CHIP-SPV / chipStar

chipStar is a tool for compiling and running HIP/CUDA on SPIR-V via OpenCL or Level Zero APIs.
Other
182 stars 29 forks source link

minimod benchmark from HeCBench fails result verification (Level0 backend) #600

Closed franz closed 11 months ago

franz commented 12 months ago

This could be an issue in chipStar or the benchmark, needs to be investigated.

with chipStar:

./scripts/autohecbench.py -v minimod-hip
....
ndamp = 27 27 27
grid = 100 100 100
FINAL min_u,  max_u = 0.000000, 0.000000
FAIL

with SYCL:

./scripts/autohecbench.py -v minimod-sycl
ndamp = 27 27 27
grid = 100 100 100
FINAL min_u,  max_u = -0.205791, 0.140146
PASS
zjin-lcf commented 11 months ago

The HIP program passes the check on an AMD GPU. Thanks.

pjaaskel commented 11 months ago

Does the OpenCL BE work?

pjaaskel commented 11 months ago

Also fails with OpenCL.

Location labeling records
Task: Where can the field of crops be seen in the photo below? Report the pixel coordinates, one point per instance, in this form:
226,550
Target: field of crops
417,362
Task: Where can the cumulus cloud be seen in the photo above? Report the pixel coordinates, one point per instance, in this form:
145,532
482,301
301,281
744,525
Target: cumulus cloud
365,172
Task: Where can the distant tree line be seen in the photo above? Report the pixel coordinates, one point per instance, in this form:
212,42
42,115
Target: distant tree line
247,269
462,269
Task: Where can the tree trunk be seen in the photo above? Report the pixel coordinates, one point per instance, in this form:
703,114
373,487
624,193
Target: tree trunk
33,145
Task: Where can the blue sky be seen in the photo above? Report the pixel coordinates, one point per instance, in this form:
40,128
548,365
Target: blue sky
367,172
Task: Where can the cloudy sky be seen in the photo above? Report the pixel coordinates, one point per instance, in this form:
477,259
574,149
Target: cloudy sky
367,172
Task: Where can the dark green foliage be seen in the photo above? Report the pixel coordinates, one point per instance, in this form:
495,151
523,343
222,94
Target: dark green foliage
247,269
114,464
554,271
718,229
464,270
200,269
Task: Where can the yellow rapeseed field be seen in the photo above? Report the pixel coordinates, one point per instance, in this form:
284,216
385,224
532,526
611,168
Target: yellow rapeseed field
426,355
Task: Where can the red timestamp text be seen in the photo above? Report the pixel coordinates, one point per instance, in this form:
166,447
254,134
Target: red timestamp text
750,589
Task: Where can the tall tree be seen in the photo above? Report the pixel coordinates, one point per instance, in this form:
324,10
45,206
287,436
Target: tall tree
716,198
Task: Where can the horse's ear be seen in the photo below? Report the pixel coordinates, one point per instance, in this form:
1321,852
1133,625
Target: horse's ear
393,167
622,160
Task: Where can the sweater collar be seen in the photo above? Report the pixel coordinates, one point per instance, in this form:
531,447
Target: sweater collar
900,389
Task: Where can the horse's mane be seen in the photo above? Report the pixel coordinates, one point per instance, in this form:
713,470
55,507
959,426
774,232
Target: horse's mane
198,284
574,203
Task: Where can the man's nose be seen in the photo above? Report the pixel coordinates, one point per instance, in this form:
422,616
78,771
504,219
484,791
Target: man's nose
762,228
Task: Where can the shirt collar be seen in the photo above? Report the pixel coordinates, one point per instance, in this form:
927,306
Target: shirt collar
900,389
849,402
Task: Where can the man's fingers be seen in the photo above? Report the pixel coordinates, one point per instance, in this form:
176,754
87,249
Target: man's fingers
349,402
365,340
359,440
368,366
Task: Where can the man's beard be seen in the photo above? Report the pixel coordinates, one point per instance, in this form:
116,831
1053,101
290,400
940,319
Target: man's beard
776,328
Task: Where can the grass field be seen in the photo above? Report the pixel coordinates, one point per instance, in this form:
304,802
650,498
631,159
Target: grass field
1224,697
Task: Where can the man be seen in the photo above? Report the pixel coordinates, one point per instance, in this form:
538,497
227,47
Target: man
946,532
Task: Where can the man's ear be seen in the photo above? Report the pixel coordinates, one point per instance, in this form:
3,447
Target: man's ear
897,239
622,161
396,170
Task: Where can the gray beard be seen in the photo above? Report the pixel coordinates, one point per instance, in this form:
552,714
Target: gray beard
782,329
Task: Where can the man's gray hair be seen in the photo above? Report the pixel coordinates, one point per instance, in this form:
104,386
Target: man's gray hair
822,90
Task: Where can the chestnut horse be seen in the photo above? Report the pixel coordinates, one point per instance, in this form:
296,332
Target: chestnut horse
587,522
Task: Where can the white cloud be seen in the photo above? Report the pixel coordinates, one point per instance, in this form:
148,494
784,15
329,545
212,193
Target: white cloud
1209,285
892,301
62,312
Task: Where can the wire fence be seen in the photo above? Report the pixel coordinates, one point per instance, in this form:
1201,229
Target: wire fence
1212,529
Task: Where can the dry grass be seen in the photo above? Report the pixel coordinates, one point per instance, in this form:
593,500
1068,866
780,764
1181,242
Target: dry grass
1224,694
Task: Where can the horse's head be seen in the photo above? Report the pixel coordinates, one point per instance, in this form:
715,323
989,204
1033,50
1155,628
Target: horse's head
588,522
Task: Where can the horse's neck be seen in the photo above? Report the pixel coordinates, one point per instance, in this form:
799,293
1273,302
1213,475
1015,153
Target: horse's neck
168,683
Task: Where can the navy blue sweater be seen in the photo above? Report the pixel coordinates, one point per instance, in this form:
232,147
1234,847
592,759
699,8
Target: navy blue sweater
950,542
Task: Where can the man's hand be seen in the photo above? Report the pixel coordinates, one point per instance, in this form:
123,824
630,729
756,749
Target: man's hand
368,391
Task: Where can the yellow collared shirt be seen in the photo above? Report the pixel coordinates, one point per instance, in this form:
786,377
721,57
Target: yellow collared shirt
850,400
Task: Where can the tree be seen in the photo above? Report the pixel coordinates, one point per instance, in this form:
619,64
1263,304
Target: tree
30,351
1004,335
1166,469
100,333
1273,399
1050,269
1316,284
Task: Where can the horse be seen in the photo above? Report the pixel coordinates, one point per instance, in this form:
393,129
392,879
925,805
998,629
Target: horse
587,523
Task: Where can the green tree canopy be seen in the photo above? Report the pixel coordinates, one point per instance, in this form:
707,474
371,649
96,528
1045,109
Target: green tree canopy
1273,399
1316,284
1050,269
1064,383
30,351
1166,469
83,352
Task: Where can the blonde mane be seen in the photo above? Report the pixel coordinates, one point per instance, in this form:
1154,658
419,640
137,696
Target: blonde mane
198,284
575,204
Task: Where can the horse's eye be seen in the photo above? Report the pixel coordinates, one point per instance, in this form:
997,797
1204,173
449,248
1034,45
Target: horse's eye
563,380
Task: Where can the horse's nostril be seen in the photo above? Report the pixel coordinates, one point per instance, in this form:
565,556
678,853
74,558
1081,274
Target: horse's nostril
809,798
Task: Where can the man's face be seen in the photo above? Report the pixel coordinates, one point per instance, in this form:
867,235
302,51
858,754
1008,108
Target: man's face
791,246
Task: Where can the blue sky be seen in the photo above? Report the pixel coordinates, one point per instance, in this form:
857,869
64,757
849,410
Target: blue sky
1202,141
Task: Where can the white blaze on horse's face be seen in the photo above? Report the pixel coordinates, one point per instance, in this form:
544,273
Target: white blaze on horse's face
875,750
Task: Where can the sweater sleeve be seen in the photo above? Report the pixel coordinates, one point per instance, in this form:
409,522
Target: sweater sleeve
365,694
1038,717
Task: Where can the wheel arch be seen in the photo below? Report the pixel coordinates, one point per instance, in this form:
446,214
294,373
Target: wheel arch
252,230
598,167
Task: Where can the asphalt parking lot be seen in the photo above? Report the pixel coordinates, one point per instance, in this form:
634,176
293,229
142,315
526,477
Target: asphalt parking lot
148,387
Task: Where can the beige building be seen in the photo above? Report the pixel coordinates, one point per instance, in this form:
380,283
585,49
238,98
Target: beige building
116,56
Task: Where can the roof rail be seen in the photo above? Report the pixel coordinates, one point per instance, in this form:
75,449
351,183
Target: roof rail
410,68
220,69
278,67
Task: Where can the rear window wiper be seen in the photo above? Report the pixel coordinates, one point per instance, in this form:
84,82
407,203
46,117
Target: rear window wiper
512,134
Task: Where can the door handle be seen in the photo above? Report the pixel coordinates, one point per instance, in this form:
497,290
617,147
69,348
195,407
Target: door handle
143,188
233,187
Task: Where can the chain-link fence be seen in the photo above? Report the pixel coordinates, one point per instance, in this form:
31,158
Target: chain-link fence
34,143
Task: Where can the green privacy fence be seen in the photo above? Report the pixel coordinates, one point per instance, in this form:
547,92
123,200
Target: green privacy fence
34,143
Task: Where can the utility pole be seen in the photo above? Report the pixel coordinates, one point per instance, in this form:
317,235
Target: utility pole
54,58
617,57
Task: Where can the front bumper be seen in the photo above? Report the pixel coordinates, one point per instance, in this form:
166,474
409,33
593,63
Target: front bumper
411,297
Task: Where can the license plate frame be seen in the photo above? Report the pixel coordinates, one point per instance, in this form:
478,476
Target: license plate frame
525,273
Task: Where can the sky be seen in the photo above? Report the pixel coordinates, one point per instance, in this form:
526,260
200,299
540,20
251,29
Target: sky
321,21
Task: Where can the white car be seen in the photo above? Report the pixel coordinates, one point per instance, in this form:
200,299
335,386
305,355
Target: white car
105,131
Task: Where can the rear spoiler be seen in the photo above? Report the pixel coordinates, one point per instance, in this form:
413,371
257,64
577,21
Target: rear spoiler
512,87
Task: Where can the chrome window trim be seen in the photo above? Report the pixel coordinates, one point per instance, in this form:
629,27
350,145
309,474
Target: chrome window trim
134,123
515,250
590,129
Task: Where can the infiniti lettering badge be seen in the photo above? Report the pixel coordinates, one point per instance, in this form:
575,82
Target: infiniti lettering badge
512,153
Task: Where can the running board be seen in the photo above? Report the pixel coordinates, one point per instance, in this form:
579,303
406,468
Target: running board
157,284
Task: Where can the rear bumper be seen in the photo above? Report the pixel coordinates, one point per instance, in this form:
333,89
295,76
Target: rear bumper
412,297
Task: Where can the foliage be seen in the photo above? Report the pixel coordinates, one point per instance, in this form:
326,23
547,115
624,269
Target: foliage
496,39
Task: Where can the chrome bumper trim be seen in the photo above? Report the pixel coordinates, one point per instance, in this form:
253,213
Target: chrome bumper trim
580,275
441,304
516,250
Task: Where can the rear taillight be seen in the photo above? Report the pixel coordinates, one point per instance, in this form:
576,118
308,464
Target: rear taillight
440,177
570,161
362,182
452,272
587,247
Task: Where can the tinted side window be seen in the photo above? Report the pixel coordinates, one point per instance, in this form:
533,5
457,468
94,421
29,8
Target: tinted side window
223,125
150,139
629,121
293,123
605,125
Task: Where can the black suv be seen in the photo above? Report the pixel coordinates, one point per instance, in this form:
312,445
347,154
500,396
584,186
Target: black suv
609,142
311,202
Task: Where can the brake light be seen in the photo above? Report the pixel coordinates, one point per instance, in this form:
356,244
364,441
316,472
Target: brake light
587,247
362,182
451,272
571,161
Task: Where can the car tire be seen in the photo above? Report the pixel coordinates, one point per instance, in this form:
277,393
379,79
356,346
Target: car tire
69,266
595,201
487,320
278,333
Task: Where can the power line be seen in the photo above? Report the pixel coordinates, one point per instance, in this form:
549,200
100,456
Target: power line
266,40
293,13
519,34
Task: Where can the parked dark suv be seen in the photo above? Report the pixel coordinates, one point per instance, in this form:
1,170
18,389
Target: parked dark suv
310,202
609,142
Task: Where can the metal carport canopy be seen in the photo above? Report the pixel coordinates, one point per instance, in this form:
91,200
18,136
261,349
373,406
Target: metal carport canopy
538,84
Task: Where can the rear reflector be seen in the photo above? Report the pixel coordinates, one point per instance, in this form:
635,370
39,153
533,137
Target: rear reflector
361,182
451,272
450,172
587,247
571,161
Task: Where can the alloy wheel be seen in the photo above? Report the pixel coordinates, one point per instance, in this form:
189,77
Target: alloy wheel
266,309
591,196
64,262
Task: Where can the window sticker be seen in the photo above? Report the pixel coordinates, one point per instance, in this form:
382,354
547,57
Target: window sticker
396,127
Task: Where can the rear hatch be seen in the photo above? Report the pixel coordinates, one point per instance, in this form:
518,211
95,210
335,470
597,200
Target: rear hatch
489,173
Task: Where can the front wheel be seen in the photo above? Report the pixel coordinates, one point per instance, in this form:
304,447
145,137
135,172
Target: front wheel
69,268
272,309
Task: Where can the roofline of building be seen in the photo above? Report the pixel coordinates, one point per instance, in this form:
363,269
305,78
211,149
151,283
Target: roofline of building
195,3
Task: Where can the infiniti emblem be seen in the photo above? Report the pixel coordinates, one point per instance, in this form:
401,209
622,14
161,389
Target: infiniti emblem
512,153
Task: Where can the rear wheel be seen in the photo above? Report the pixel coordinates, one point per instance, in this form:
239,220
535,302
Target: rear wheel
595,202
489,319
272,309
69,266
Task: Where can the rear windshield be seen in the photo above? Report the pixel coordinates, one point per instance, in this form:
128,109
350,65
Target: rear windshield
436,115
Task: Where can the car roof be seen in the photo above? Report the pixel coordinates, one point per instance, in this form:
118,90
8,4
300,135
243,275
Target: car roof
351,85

PROBLEMS AND TASKS:
1. In the minimod issue thread, on what hardware did the HIP program pass the check?
2. Write the next part of the minimod issue thread, starting after its final comment.

ANSWERS PROVIDED:
1. An AMD GPU.

2.
pjaaskel commented 11 months ago

The test is buggy. It accesses out of bounds of buffers it allocates. It's likely due to having the group sizes computed wrongly and they produce WIs that access data past the grid size. This can be made visible with the following printout (also other reads from u produce these:

diff --git a/minimod-hip/minimig.cu b/minimod-hip/minimig.cu
index 28ed76ea..f1a337a9 100644
--- a/minimod-hip/minimig.cu
+++ b/minimod-hip/minimig.cu
@@ -109,12 +109,32 @@ __global__ void target_pml_3d_kernel(
     const llint suj = tj + R;
     const llint suk = tk + R;

+    const llint size_u = (nx + 2 * lx) * (ny + 2 * ly) * (nz + 2 * lz);
+
     const int z_side = ti / R;
-    s_u[ti+z_side*NDIM][suj][suk] = u[IDX3_l(i+(z_side*2-1)*R,j,k)];
+    int idx = IDX3_l(i+(z_side*2-1)*R,j,k);
+    if (idx >= size_u) {
+      printf("u access OOB at %d (past %d items)\n", idx, idx - size_u);
+      s_u[ti+z_side*NDIM][suj][suk] = 0.f;
+    } else
+      s_u[ti+z_side*NDIM][suj][suk] = u[idx];

Why it works for AMD I do not know, but I'd need to understand the test case to fix it. Very likely not a chipStar issue as this test case is quite simple.

zjin-lcf commented 11 months ago

Thank you for reporting the issue.